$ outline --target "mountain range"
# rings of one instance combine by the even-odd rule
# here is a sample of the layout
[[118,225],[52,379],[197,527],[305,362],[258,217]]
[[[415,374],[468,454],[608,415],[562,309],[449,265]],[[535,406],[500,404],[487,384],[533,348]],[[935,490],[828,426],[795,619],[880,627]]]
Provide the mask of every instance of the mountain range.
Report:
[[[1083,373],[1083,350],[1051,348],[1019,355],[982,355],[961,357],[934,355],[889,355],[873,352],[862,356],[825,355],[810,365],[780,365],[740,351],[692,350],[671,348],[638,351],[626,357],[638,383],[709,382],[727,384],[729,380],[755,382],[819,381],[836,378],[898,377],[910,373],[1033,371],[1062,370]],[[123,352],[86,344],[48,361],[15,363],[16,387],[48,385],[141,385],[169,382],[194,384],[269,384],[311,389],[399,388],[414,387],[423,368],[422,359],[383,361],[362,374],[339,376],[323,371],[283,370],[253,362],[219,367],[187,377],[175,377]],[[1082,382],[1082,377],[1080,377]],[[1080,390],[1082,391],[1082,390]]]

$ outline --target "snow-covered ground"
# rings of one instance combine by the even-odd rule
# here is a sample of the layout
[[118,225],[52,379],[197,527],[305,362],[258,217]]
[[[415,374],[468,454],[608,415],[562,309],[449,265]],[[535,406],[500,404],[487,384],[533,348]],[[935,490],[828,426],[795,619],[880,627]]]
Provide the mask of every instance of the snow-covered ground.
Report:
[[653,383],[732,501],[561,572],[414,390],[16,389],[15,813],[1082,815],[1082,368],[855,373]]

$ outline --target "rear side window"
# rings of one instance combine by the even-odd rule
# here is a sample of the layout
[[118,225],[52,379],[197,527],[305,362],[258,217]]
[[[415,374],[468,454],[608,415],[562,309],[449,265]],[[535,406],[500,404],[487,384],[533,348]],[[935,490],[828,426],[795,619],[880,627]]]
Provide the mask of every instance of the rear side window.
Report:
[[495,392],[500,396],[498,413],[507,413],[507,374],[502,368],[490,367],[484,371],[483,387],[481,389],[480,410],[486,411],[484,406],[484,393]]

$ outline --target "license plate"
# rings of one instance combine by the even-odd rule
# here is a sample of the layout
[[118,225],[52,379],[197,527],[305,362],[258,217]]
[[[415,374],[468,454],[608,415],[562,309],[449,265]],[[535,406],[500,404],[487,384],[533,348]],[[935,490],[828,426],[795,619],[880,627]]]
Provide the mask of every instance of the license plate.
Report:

━━━━━━━━━━━━━━━━━━━━

*THE REQUEST:* Print all of the entries again, exactly as written.

*THE SOLUTION:*
$ outline --target "mountain range"
# rings of one instance combine by the even-odd rule
# here is a sample of the layout
[[118,225],[52,379],[197,527],[305,362],[258,217]]
[[[415,374],[468,454],[608,415],[562,309],[449,265]],[[535,406],[500,404],[487,384],[533,348]],[[935,490],[828,426],[795,619],[880,627]]]
Provide the mask of every instance of the mountain range.
Report:
[[[1083,373],[1083,350],[1051,348],[1019,355],[982,355],[961,357],[934,355],[889,355],[873,352],[862,356],[825,355],[810,365],[780,365],[740,351],[692,350],[671,348],[638,351],[626,357],[638,383],[709,382],[727,384],[729,380],[755,382],[819,381],[836,378],[898,377],[910,373],[1033,371],[1062,370]],[[123,352],[86,344],[48,361],[15,363],[16,387],[48,385],[141,385],[169,382],[194,384],[269,384],[311,389],[399,388],[414,387],[423,368],[422,359],[383,361],[362,374],[339,376],[323,371],[283,370],[253,362],[219,367],[187,377],[175,377]],[[1082,382],[1082,377],[1080,377]],[[1080,390],[1082,391],[1082,390]]]

$ outline --target "snow-covered ground"
# rings of one instance combine by the even-odd rule
# here is a sample of the layout
[[118,225],[52,379],[197,527],[305,362],[258,217]]
[[[415,374],[468,454],[608,415],[562,309],[449,265]],[[535,406],[500,404],[487,384],[533,348]],[[935,490],[828,426],[795,619],[880,627]]]
Provide the mask of every instance of the snow-covered ground.
Report:
[[653,383],[732,501],[561,572],[414,390],[16,389],[15,813],[1082,815],[1082,368],[855,373]]

$ outline --target "rear side window"
# rings of one instance combine by the even-odd rule
# here is a sample of the layout
[[118,225],[52,379],[197,527],[305,362],[258,217]]
[[[415,374],[468,454],[608,415],[562,309],[449,265]],[[535,406],[500,404],[487,384],[533,348]],[[935,490],[828,426],[795,619],[880,627]]]
Provide the mask of every instance of the rear side window.
Report:
[[495,392],[500,396],[498,413],[507,413],[507,374],[502,368],[490,367],[484,371],[483,387],[481,389],[480,410],[486,411],[484,406],[484,393]]

$ outline --target "license plate"
# rings of one instance combine by the even-odd rule
# here is a sample of the layout
[[118,225],[52,379],[197,527],[305,362],[258,217]]
[[[415,374],[468,454],[608,415],[562,309],[449,265]],[[535,406],[500,404],[487,384],[533,348]],[[935,490],[828,426],[795,619],[880,627]]]
Provide the mask of every instance of the license plate.
Report:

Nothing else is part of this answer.